- _Pasaje seleccionado_:
↓↓↓

No, caño, del otro me deshago antes de hacer la extensión. Está en la foto simplemente para que se vea la diferencia.

----------


## Sr.Mago

aps... ahi si que si...

----------


## LuisJOlmedo

Parece salida de una lavadora!

----------


## Mago Lawrence

Este hilo me ha recordado que el otro dia encontre una carta mordida y baboseada por el perro de mi hermana, ¿seriviria para algo similar?

----------


## b12jose

Pues la verdad, yo tengo algunas barajas que uso como colección, pero que las tengo destinadas para algunos juegos en concreto:

Por ejemplo, las Guardians, las uso para una presentación de la máquina del tiempo (vi hacer el juego a Giobbi), aunque no se si es suyo ... sólo que aprovechando el grafismo del As de picas digo que es el guardian del tiempo y cambio la presentación.

Lo mismo me ocurre con las vintage, sólo que en este caso las uso como complemento al juego "El reloj de mi abuelo" también de Giobbi ...

Supongo que todo es cuestión de pensar un poquito y usar la imaginación para poder usarlas en beneficio de la presentación ...

Saludos

----------


## Iban

> Este hilo me ha recordado que el otro dia encontre una carta mordida y baboseada por el perro de mi hermana, ¿seriviria para algo similar?


Pues prueba a ver. Pero ten cuidado no sea que te digan: "oye, oye, que yo no le he hecho nada a esa carta. Que seguro que ha sido el perro de tu hermana".

----------


## chiripicajoso

> Pues prueba a ver. Pero ten cuidado no sea que te digan: "oye, oye, que yo no le he hecho nada a esa carta. Que seguro que ha sido el perro de tu hermana".


jajajajajjaaj seguramente te digan eso... jajajaja me matas iban jajaja
P.D: iban te dejo un privado.

----------


## Juantan

El perro de tu hermana o la perra de tu hermana (macho o hembra  :Smile1: )?? xD Pues yo cartas "raritas" no tengo, pero si me da pena usar las normales, más aun las especiales!

----------


## Northen

Pues la verdad ahora que he descubierto la asimetria y con la idea de que los magos cuidamos la cartas, me ha gustado  :Smile1:  pensaré si usar la baraja o no

----------


## mago carlos

O estas cartas aunque funcionan i gual yo no dejaria que alguien las tocara con las manos sucias, ni que las doblen o firmen, para mi son de coleccion.

----------


## magobernal

> Pues la verdad ahora que he descubierto la asimetria y con la idea de que los magos cuidamos la cartas, me ha gustado  pensaré si usar la baraja o no


yo tengo una pequeña coleccion de barajas y te aconsejo no usarlas (a no ser que te compres otas aparte que no sean para la coleccion)
pero bueno, yo me he planteado varias veces usarlas para el juego ¨cenizas reveladoras¨, poniendo una presentacion tipo ¨yo antes hacia este juego con mi abuelo hasta que murió, esta era su baraja y estas son sus cenizas¨

----------


## Mago Lawrence

magobernal no tiene porque comprarse otras para coleccion, que a ti te gusten para colleccionar y no quieras hacer juegos no significa que el tenga que hacer lo mismo

----------


## Ming

Pues sinceramente yo todavía me pregunto para que sirve tener barajas de colección...

↑↑↑

- _Extracto de datos_:
↓↓↓

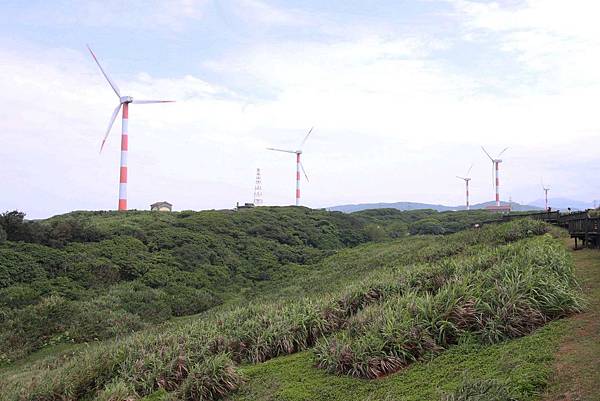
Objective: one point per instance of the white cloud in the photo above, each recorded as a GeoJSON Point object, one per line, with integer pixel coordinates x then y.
{"type": "Point", "coordinates": [392, 122]}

↑↑↑

- _Objetivos_:
• A. Enumera todos los juegos de magia que se mencionan por su nombre en el hilo del foro.
• B. Transcribe del hilo del foro el tramo que comienza en las palabras "O estas cartas" y termina tras las palabras "son de coleccion.".

- _Soluciones por tarea_:
• A.
- La máquina del tiempo
- El reloj de mi abuelo
- Cenizas reveladoras

• B.
O estas cartas aunque funcionan i gual yo no dejaria que alguien las tocara con las manos sucias, ni que las doblen o firmen, para mi son de coleccion.